● **TASK OBJECTIVE**
Convert every line of the records below into a JSON list of strings, one string per line, leaving out blank lines.

───── RECORDS FOR THIS TASK ─────

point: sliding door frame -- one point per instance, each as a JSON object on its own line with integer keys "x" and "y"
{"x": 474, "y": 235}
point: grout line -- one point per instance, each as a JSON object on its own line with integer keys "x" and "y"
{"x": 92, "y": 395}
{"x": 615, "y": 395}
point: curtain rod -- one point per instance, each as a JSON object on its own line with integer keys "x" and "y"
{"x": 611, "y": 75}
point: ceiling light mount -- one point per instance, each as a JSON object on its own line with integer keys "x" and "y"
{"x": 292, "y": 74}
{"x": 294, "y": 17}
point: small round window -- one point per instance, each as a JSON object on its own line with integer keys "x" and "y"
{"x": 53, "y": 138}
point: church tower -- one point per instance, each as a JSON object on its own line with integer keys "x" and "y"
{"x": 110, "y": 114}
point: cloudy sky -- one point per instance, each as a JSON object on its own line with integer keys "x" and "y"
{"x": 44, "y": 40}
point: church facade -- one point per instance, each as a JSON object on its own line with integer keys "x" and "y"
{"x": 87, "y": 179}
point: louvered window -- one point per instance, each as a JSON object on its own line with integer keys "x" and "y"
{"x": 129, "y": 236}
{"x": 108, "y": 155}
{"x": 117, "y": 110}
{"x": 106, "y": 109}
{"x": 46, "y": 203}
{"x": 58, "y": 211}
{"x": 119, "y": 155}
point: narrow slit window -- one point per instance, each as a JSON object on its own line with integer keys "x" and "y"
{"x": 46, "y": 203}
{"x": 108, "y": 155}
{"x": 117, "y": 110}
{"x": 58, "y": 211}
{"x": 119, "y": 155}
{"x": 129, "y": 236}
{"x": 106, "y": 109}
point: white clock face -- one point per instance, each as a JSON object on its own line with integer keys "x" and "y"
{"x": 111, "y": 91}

─────

● **WRITTEN SOLUTION**
[
  "point: sliding door frame -- one point per instance, each as a JSON object on its own line with integer keys \"x\" and \"y\"",
  "{\"x\": 474, \"y\": 235}",
  "point: grout line -- one point per instance, each as a JSON object on its own line with integer keys \"x\" and \"y\"",
  "{\"x\": 92, \"y\": 395}",
  "{\"x\": 615, \"y\": 395}",
  "point: curtain rod -- one point per instance, each as a JSON object on its own line with integer keys \"x\" and \"y\"",
  "{\"x\": 611, \"y\": 75}",
  "point: ceiling light mount -- one point per instance, each as a JSON object on its own line with integer keys \"x\" and \"y\"",
  "{\"x\": 292, \"y\": 74}",
  "{\"x\": 294, \"y\": 17}",
  "point: small round window -- one point per instance, each as a JSON object on its own line with integer keys \"x\" and \"y\"",
  "{\"x\": 53, \"y\": 138}",
  "point: church tower -- one point per instance, each as a JSON object on its own line with integer keys \"x\" and \"y\"",
  "{\"x\": 110, \"y\": 114}",
  "point: cloudy sky -- one point per instance, each as a JSON object on its own line with integer keys \"x\" and \"y\"",
  "{\"x\": 44, \"y\": 40}",
  "point: church facade -- one point per instance, each as a JSON object on its own line with integer keys \"x\" and \"y\"",
  "{\"x\": 87, \"y\": 179}",
  "point: louvered window -- one point per instance, each as a JSON object on its own line with integer keys \"x\" and \"y\"",
  "{\"x\": 129, \"y\": 236}",
  "{\"x\": 108, \"y\": 155}",
  "{\"x\": 117, \"y\": 110}",
  "{\"x\": 106, \"y\": 109}",
  "{\"x\": 46, \"y\": 203}",
  "{\"x\": 58, \"y\": 211}",
  "{\"x\": 119, \"y\": 155}",
  "point: narrow slit window -- one point per instance, each as a JSON object on its own line with integer keys \"x\" and \"y\"",
  "{\"x\": 46, \"y\": 203}",
  "{\"x\": 108, \"y\": 155}",
  "{\"x\": 117, \"y\": 110}",
  "{\"x\": 58, \"y\": 211}",
  "{\"x\": 119, \"y\": 155}",
  "{\"x\": 129, \"y\": 236}",
  "{\"x\": 106, \"y\": 109}",
  "point: white clock face -- one point per instance, each as a JSON object on its own line with integer keys \"x\" and \"y\"",
  "{\"x\": 111, \"y\": 91}"
]